▸ Given problem
Count the lines in the records below that contain the string "surface", treating uppercase and lowercase as different. Reply with only the number.

******

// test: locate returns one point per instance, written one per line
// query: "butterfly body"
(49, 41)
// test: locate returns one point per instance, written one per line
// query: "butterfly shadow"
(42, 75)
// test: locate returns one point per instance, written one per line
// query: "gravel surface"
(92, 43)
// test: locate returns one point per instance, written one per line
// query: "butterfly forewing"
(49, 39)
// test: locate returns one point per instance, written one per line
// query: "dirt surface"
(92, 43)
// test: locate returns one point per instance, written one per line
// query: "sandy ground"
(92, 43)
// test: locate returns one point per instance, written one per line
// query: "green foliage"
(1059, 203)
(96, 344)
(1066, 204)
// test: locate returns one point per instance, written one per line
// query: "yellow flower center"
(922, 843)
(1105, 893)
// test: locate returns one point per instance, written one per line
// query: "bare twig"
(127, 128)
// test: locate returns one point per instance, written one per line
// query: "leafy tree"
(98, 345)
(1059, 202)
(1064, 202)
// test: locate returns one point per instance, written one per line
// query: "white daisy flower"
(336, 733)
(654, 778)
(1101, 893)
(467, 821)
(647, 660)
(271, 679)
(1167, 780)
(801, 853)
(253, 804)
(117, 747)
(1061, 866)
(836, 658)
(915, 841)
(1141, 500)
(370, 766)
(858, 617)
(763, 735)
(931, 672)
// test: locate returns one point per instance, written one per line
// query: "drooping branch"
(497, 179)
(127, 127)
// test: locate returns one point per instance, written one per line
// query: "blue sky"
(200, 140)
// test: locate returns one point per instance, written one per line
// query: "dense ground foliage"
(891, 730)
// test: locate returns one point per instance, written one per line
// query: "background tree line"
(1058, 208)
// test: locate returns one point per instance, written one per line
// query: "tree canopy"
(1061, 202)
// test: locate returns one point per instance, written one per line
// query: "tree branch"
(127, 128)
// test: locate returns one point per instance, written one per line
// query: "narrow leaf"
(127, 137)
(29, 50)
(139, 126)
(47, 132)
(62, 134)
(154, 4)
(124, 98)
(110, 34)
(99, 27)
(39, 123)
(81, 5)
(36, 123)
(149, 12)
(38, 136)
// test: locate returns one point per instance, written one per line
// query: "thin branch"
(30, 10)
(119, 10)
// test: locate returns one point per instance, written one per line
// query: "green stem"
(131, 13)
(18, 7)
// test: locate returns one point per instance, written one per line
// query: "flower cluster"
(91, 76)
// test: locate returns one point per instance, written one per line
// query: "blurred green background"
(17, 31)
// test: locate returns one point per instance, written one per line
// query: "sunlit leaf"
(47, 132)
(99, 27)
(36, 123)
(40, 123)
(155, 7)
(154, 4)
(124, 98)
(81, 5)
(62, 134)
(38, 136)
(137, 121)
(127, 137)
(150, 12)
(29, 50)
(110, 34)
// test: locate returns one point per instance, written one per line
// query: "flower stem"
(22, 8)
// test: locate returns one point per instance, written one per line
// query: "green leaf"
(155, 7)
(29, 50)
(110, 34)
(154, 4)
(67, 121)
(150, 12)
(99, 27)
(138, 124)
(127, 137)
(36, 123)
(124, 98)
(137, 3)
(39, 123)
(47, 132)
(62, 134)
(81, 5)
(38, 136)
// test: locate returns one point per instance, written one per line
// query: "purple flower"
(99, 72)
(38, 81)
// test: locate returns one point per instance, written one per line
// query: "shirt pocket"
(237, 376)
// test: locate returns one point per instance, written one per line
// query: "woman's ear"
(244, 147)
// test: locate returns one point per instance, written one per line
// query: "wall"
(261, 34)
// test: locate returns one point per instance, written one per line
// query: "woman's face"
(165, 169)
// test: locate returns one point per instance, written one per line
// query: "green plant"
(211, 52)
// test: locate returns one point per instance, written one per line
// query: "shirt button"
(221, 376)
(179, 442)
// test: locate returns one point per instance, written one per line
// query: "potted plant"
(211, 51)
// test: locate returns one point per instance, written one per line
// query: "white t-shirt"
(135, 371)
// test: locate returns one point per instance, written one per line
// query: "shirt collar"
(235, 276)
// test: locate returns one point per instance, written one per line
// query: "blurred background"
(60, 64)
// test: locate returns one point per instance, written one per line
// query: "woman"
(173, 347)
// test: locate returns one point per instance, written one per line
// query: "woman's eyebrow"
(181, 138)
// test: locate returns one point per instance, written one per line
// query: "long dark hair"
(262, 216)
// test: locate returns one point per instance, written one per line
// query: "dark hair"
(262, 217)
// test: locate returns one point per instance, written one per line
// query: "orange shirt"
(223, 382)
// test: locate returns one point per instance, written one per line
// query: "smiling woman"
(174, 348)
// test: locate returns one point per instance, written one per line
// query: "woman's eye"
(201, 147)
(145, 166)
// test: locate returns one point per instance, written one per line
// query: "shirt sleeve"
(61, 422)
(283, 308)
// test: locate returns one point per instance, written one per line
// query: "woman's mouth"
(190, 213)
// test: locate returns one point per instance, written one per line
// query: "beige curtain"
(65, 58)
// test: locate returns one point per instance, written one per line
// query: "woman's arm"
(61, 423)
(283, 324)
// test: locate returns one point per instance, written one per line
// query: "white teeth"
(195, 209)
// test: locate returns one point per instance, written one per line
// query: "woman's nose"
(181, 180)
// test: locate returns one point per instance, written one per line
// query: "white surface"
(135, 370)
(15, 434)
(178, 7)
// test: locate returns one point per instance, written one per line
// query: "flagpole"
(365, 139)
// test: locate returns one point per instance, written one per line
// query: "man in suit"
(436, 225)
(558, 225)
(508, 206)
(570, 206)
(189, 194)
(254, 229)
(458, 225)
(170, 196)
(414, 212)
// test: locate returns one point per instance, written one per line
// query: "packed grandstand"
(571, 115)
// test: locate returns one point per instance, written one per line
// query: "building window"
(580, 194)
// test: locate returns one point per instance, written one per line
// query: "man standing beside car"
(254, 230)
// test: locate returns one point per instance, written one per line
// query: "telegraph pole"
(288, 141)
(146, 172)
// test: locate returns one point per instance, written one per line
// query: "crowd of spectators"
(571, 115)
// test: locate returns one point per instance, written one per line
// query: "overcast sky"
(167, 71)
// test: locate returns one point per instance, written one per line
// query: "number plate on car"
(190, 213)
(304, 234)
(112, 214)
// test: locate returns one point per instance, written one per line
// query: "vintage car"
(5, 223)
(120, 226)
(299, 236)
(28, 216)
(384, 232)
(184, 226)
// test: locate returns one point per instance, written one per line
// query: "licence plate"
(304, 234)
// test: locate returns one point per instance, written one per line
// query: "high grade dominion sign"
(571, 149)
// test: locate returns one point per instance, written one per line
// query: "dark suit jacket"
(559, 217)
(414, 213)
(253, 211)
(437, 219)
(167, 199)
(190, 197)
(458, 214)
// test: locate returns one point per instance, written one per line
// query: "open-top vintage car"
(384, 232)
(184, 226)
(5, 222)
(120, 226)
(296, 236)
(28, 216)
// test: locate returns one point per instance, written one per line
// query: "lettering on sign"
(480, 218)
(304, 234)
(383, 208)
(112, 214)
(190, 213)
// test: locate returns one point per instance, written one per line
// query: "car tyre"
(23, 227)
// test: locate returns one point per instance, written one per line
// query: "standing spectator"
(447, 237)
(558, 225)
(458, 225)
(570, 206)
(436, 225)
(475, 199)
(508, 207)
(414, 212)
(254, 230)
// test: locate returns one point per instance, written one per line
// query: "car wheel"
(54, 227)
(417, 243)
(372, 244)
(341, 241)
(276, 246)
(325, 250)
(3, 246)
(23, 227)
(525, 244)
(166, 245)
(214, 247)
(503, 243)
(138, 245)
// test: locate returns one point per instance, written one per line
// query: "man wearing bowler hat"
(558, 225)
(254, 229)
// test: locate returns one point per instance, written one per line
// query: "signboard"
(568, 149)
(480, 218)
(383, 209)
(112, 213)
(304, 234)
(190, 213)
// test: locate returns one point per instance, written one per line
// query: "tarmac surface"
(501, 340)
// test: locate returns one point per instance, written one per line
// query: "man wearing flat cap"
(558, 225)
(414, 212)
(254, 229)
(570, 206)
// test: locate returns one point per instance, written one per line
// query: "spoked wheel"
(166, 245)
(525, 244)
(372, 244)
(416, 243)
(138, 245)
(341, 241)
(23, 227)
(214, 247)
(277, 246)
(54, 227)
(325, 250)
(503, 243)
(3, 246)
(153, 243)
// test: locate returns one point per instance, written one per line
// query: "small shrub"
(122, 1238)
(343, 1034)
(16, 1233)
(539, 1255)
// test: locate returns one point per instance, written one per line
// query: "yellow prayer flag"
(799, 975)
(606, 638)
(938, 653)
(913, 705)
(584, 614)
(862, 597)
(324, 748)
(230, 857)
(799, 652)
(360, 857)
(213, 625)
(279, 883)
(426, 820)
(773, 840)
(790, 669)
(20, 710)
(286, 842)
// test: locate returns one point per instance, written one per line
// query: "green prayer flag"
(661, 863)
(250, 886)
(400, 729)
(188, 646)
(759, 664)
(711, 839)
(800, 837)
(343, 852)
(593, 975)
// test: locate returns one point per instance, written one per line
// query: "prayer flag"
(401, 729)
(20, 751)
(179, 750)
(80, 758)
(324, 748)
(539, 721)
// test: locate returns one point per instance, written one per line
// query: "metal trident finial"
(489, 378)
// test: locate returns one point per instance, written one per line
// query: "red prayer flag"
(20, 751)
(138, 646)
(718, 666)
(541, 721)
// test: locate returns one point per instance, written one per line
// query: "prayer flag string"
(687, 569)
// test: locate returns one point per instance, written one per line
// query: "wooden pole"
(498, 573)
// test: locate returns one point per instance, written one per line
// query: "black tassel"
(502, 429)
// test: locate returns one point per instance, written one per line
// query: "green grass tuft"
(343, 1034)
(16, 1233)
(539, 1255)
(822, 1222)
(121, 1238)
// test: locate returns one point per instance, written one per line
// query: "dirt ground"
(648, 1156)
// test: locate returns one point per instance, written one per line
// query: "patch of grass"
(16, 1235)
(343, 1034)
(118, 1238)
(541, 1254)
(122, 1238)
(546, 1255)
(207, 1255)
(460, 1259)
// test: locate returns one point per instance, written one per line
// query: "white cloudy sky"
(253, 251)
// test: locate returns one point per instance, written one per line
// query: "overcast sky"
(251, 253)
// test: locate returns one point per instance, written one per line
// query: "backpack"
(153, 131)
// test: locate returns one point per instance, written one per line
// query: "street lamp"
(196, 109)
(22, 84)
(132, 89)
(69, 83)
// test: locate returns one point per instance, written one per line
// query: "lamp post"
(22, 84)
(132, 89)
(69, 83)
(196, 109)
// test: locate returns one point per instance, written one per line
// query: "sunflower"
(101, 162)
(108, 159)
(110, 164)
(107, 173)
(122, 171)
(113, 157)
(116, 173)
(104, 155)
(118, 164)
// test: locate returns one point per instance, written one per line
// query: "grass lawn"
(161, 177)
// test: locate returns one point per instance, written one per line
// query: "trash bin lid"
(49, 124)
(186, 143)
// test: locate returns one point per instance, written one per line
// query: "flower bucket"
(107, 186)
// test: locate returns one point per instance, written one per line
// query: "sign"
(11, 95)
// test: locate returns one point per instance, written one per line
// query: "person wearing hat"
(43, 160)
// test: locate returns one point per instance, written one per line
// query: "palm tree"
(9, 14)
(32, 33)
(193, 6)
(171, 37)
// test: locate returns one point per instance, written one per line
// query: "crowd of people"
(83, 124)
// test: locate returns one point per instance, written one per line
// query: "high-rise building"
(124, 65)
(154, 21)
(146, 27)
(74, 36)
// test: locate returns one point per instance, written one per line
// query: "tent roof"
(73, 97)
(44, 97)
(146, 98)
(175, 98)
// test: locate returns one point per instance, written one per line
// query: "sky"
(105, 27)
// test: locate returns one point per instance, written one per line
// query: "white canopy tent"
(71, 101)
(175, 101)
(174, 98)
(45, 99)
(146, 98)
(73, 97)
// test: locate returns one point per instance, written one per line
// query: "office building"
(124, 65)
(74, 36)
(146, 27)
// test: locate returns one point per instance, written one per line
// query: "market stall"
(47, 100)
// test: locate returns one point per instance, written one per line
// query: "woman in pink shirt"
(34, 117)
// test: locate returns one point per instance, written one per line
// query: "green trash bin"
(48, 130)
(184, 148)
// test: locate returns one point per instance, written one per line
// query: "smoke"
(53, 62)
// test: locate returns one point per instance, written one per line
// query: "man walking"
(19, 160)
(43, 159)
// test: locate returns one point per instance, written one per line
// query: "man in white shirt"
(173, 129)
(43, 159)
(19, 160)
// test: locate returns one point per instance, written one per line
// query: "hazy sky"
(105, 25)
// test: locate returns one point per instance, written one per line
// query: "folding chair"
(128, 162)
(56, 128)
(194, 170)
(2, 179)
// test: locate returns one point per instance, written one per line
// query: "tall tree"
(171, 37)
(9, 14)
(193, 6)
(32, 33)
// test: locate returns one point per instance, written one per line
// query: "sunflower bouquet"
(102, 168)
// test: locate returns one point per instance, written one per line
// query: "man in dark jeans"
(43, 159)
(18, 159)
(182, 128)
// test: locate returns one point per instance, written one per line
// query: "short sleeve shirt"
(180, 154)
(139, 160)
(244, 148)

******

▸ Written answer
4